→ **Consigne**: Dans l'extrait de page, substituez « conversation » à « discussion ». Recopiez ensuite le passage qui commence aux mots « Quoi qu'il en » et s'arrête après « de néologismes, etc. ».

→ **Extrait de page**:
P.S.  il est bien sûr évident que "gougler" est en conformité avec les régles de suffixation en français, ce n'était, en l'occurrence, pas là le problème.


----------



## Maître Capello

_Googler_… Je le comprends, je l'entends ou le lis parfois (en fait plutôt rarement), mais à l'instar de Piotr, je le déconseille vivement, sans toutefois en faire tout un fromage. 

Quoi qu'il en soit, s'il faut en choisir un parmi tous les néologismes possibles, je choisirais _googler_, mais surtout pas _googeler_ (qui se prononcerait comme _geler_), _gougler_ ou pire, _gougueuler_ ou autre horreur du genre !


----------



## elisaf

Bonjour amis,
La discussion est devenue très intéressante. 
Je voudrais savoir s´il existe en France une réunion d´experts ou congrès, qui analyse l´évolution de la langue française, l´acceptation de néologismes, etc.

→ **Données enregistrées**:
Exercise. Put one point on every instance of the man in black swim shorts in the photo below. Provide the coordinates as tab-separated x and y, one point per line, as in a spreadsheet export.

→ **Résultat attendu**:
Quoi qu'il en soit, s'il faut en choisir un parmi tous les néologismes possibles, je choisirais _googler_, mais surtout pas _googeler_ (qui se prononcerait comme _geler_), _gougler_ ou pire, _gougueuler_ ou autre horreur du genre !


----------



## elisaf

Bonjour amis,
La conversation est devenue très intéressante. 
Je voudrais savoir s´il existe en France une réunion d´experts ou congrès, qui analyse l´évolution de la langue française, l´acceptation de néologismes, etc.